[GIVEN EXERCISE]: Copy the records below, changing each "trail-cam still" to "field camera frame" and keeping everything else the same.

[RECORDS TO PROCESS]:
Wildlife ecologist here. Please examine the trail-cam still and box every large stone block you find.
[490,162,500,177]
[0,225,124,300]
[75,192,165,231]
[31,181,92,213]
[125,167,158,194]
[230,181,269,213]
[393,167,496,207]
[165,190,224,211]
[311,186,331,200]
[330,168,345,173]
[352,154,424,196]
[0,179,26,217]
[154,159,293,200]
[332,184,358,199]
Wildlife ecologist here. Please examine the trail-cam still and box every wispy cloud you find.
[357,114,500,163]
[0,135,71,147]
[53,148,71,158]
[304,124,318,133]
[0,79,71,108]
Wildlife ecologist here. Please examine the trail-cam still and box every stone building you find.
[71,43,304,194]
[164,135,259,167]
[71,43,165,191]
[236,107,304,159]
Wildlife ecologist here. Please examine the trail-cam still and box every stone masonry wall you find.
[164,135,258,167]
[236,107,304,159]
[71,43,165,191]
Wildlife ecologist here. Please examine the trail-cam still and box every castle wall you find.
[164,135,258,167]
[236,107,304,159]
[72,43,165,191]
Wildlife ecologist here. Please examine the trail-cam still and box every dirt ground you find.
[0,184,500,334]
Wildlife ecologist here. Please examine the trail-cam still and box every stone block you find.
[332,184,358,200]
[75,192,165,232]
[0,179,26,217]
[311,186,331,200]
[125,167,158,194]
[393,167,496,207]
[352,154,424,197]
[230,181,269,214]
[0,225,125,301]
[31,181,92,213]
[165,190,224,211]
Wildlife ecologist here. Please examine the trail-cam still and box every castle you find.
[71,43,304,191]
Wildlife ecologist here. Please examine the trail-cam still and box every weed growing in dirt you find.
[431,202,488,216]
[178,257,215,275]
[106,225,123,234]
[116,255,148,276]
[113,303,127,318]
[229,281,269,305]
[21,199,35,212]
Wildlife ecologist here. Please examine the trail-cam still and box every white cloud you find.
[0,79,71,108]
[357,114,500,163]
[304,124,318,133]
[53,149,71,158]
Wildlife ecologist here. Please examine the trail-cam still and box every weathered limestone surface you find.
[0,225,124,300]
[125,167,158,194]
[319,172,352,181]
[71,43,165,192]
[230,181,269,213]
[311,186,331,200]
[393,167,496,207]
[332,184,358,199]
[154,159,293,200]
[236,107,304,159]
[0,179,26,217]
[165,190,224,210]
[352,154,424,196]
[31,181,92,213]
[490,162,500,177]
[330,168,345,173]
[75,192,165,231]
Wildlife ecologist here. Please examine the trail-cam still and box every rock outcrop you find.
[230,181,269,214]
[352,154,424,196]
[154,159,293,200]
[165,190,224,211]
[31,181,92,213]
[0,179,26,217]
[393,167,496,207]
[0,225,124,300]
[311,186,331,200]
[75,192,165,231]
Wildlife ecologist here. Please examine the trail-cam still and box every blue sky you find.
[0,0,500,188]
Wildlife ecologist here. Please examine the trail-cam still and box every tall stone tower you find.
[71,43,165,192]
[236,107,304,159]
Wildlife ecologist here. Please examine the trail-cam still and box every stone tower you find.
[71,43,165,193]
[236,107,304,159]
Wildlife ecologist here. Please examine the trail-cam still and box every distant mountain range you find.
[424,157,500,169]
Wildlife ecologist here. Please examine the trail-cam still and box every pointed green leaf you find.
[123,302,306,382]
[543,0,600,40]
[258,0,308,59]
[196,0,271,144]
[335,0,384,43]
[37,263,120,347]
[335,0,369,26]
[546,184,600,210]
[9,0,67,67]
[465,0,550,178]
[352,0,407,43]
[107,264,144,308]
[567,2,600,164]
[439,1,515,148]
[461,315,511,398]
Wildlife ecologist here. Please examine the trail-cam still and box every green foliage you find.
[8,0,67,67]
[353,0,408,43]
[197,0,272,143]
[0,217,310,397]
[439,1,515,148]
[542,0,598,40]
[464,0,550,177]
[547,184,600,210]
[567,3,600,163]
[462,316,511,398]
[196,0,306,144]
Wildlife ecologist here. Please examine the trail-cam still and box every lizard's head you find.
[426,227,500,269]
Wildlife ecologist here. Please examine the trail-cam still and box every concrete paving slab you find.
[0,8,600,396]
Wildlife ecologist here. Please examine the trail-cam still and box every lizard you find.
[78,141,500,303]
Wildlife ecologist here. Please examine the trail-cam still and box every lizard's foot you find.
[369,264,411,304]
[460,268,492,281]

[ANSWER TO THE EXERCISE]:
Wildlife ecologist here. Please examine the field camera frame and box every large stone block you find.
[490,162,500,177]
[0,225,124,300]
[75,192,165,231]
[31,181,92,213]
[125,167,158,194]
[230,181,269,213]
[393,167,496,207]
[165,190,224,211]
[311,186,331,200]
[330,168,345,173]
[352,154,424,196]
[0,179,26,217]
[154,159,293,200]
[332,184,358,199]
Wildlife ecologist here. Please examine the field camera frame and box every wispy cloud you find.
[357,114,500,163]
[0,135,71,147]
[53,148,71,158]
[304,124,318,133]
[0,79,71,108]
Wildlife ecologist here. Please examine the field camera frame and box every stone building you find.
[71,43,304,194]
[164,135,259,167]
[71,43,165,191]
[236,107,304,159]
Wildlife ecologist here. Please examine the field camera frame and box every stone masonry wall you find.
[164,135,258,167]
[236,107,304,159]
[71,43,165,191]
Wildlife ecologist here. Please examine the field camera frame and box every castle wall you find.
[164,135,258,167]
[236,107,304,159]
[72,43,165,191]
Wildlife ecologist here. Please examine the field camera frame and box every dirt ground you find.
[0,184,500,334]
Wildlife ecologist here. Please examine the field camera frame and box every stone block you find.
[332,184,358,200]
[75,192,165,232]
[0,179,26,217]
[311,186,331,200]
[125,167,158,194]
[393,167,496,207]
[352,154,424,197]
[230,181,269,214]
[0,225,125,301]
[31,181,92,213]
[165,190,224,211]
Wildlife ecologist here. Please examine the field camera frame and box every castle you find.
[71,43,304,191]
Wildlife ecologist here. Please examine the field camera frame and box every weed growing in dirt you find.
[431,202,488,216]
[178,257,215,275]
[106,225,123,234]
[116,255,148,276]
[113,303,127,318]
[229,281,269,305]
[21,199,35,212]
Wildlife ecologist here. Please examine the field camera frame and box every white cloud you find.
[0,79,71,108]
[357,114,500,163]
[304,124,318,133]
[53,149,71,158]
Wildlife ecologist here. Please examine the field camera frame and box every weathered limestone surface you find.
[0,225,124,300]
[125,167,158,194]
[319,172,352,181]
[71,43,165,192]
[230,181,269,213]
[311,186,331,200]
[393,167,496,207]
[332,184,358,199]
[154,159,293,200]
[236,107,304,159]
[0,179,26,217]
[165,190,224,210]
[352,154,424,196]
[31,181,92,213]
[490,162,500,177]
[330,168,345,173]
[75,192,165,231]
Wildlife ecologist here. Please examine the field camera frame and box every rock outcrop you find.
[230,181,269,214]
[352,154,424,196]
[154,159,293,200]
[165,190,224,211]
[31,181,92,213]
[0,179,26,217]
[393,167,496,207]
[0,225,124,300]
[311,186,331,200]
[75,192,165,231]
Wildlife ecologist here. Please examine the field camera frame and box every blue sky you find.
[0,0,500,188]
Wildlife ecologist here. Please examine the field camera frame and box every tall stone tower you find.
[71,43,165,192]
[236,107,304,159]
Wildlife ecologist here. Please examine the field camera frame and box every stone tower you find.
[71,43,165,193]
[236,107,304,159]
Wildlife ecologist here. Please examine the field camera frame and box every distant mountain range you find.
[424,157,500,169]
Wildlife ecologist here. Please examine the field camera frame and box every pointed green leaf you find.
[123,302,306,382]
[543,0,600,40]
[258,0,308,59]
[196,0,271,144]
[335,0,384,43]
[37,263,120,347]
[335,0,369,26]
[546,184,600,210]
[9,0,67,67]
[465,0,550,178]
[352,0,407,43]
[107,264,144,308]
[567,2,600,164]
[439,1,515,148]
[461,315,511,398]
Wildlife ecologist here. Please examine the field camera frame and box every green foliage you find.
[8,0,67,67]
[353,0,408,43]
[197,0,272,143]
[0,217,310,397]
[439,1,515,148]
[542,0,598,40]
[464,0,550,177]
[547,184,600,210]
[567,3,600,163]
[462,316,511,398]
[196,0,306,144]
Wildlife ecologist here. Please examine the field camera frame and box every lizard's head you find.
[426,227,500,269]
Wildlife ecologist here. Please examine the field camera frame and box every concrete paving slab you find.
[0,8,600,396]
Wildlife ecologist here. Please examine the field camera frame and box every lizard you find.
[78,141,500,303]
Wildlife ecologist here. Please examine the field camera frame and box every lizard's foot you find.
[369,264,411,304]
[460,268,492,281]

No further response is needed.